#### Task instructions:
Repeat, word for word, everything in the passage below on China and the United States, from "Whether or not" down to "economic or social.".

#### Passage:
━━━
Harvard professor Graham Allison, in his book Destined for War, questions whether a rising China can possibly avoid coming to blows with America. His model is the Thucydides Trap. Thucydides was an Athenian historian and general who suggested that “it was the rise of Athens and the fear that this instilled in Sparta that made war inevitable.” Allison overlays that idea onto the current situation, where an ascendant China is challenging America’s dominance of the world stage: “When one great power threatens to displace another, war is almost always the result.”
If a fully emerged and empowered China ever came to blows with a declining United States, the possibility of a war that would put the whole planet at risk cannot be ruled out.
Allison argues that the trap can be successfully avoided, however. As China presses its agenda today, it will no longer encounter Barack Obama or Donald Trump but Joe Biden. Yet both Xi and Biden have a strong sense of their respective nation’s greatness. Both believe firmly in their opposing ideologies. In his first major speech on foreign policy in February 2021, the American president spoke of meeting “this new moment of advancing authoritarianism, including the growing ambitions of China to rival the United States.” He also said that one of the reasons the United States should invest in diplomacy is that “it’s in our own naked self-interest.”
Whether or not Napoleon indeed said that the world would shake when the Chinese lion wakes up, China is awake and rattling the global status quo. The reason may well center on differing political ideologies—authoritarianism vs. democracy—and a struggle for supremacy, whether political, military, economic or social.
Beneath these primary concerns, however, other fundamental and deep-rooted differences are also in play. For example, China’s 5,000-year history gives it a perspective that the nearly 250-year-old United States can’t fathom. China’s history is cyclical. Today presidents and their administrations may come and go; but over thousands of years, China has seen the rise and fall of successive long-lasting dynasties. As a result, the nation is used to working through national ups and downs. The United States, on the other hand, has primarily experienced growth and increasing power over its short lifespan, so its people know only to think in those terms and to expect more of the same. Likewise, America’s insistence on individual rights is incompatible with China’s emphasis on national interests.
We noted earlier that the differing perspectives on China are informed by a level of self-interest. As long as the various parties fail to take their most fundamental differences into account—take each other into account—both trust and progress will be all but impossible. A failure to internalize how widely the respective philosophies, ideologies and cultures diverge will surely prevent meaningful dialogue between leaders.
Many cultures do share some version of the Golden Rule. In the predominantly Judeo-Christian West, it stems from the biblical principle of caring for everyone around you as much as for yourself. It might be defined as selflessness as opposed to selfishness. If every citizen of the world could absorb the concept of selflessness, and could practice it, what immediate benefits would be reaped, both for individuals and for nations—and as a direct result, for the world as a whole? The problem is that while the concept itself is quite simple, putting it into practice is not. In this world, self-interest most often overrides concern for those outside our circle.
Much more profitable than clashing over what we believe is best for us and our people (without concern for you and your people), would be to recognize that universal selflessness is the only path to global peace. Selflessness leading to peace has proven elusive for humanity as a whole. We, as individuals, won’t change that. What each one of us can do is to apply the lesson in our personal dealings with others. It begins with striving to understand one another better.
━━━
#### Data section:
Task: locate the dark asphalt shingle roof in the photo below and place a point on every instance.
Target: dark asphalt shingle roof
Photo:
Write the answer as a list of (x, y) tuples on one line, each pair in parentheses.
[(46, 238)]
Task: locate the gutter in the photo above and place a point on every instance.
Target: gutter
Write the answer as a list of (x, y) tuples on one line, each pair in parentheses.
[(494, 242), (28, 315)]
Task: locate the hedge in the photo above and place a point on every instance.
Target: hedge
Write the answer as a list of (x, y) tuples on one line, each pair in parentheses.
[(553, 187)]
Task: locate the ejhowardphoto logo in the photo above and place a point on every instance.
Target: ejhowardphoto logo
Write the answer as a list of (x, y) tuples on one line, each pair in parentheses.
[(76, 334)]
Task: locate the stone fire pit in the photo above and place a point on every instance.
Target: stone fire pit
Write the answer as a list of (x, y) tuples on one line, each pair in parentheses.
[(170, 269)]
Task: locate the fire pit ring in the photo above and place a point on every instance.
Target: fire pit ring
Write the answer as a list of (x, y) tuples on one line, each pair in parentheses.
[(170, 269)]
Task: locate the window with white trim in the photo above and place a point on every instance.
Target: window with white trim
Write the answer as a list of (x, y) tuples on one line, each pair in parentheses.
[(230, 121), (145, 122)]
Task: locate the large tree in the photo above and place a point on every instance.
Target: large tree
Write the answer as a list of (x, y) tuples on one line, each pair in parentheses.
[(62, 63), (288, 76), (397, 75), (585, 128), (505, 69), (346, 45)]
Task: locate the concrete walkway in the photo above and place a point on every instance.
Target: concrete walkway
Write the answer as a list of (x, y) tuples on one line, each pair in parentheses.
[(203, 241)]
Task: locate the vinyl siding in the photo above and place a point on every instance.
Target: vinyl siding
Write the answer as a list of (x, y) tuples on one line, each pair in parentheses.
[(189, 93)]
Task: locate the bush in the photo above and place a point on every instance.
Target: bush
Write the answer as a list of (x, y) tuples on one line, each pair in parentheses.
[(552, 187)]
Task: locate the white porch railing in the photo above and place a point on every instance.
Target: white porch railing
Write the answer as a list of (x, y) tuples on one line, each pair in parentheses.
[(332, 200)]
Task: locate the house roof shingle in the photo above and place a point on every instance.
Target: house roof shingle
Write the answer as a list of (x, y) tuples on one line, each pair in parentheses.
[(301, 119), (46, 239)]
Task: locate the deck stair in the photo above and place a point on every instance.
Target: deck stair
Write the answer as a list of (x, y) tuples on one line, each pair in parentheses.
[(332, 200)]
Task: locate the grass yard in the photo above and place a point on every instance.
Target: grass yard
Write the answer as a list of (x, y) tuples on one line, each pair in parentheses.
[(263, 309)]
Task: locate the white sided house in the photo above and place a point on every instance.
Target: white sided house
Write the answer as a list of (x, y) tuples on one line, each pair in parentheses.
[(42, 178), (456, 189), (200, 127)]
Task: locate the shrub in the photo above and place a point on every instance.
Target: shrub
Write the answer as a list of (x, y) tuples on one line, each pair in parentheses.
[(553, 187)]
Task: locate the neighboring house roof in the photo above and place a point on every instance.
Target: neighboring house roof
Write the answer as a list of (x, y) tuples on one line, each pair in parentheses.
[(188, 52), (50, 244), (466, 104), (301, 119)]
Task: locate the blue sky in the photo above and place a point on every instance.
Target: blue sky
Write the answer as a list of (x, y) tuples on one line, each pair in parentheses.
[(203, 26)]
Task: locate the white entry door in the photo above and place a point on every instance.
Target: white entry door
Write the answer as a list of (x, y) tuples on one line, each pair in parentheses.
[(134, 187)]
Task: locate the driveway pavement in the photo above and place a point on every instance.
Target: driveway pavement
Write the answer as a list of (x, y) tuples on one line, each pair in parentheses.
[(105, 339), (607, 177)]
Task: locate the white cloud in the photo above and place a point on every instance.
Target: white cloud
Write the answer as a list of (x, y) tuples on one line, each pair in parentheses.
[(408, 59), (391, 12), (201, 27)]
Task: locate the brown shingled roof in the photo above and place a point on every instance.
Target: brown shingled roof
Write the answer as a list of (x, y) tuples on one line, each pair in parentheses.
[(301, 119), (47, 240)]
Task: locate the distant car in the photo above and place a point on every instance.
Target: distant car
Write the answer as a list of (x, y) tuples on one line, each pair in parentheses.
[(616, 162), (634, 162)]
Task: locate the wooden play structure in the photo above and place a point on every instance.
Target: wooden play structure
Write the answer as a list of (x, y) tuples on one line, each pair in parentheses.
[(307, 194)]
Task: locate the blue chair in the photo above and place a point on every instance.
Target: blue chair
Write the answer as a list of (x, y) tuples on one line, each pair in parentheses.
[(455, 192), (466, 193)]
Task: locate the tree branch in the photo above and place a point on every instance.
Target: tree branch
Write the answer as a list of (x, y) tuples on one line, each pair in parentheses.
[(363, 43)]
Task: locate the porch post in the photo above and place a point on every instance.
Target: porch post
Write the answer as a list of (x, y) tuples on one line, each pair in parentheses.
━━━
#### Exercise result:
Whether or not Napoleon indeed said that the world would shake when the Chinese lion wakes up, China is awake and rattling the global status quo. The reason may well center on differing political ideologies—authoritarianism vs. democracy—and a struggle for supremacy, whether political, military, economic or social.